WORK TO DO:
Duplicate the lines below precisely, leaving every character unchanged.

>> begin THE RECORDS

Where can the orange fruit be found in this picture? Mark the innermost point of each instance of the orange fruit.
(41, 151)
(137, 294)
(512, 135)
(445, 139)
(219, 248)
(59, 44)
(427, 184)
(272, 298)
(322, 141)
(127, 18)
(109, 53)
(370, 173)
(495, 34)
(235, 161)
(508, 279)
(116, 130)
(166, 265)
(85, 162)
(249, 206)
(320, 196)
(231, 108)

>> end THE RECORDS

FULL RESPONSE:
Where can the orange fruit be found in this picture? Mark the innermost point of each instance of the orange fruit.
(41, 151)
(137, 294)
(512, 135)
(445, 139)
(219, 248)
(59, 44)
(427, 184)
(272, 298)
(322, 141)
(127, 18)
(109, 53)
(370, 173)
(495, 34)
(235, 161)
(508, 279)
(116, 130)
(166, 265)
(85, 162)
(249, 206)
(320, 196)
(231, 108)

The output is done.